--- Start of DATA SHOWN ---

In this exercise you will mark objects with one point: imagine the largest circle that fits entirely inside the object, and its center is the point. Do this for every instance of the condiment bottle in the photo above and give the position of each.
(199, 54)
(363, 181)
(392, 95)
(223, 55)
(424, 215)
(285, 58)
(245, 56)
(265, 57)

--- End of DATA SHOWN ---

EXERCISE REQUIREMENTS: Could you copy out the data above word for word, keeping every line as it stands?

TASK SOLUTION:
In this exercise you will mark objects with one point: imagine the largest circle that fits entirely inside the object, and its center is the point. Do this for every instance of the condiment bottle in the photo above and give the position of each.
(199, 54)
(363, 181)
(392, 95)
(223, 55)
(424, 215)
(285, 58)
(245, 56)
(265, 57)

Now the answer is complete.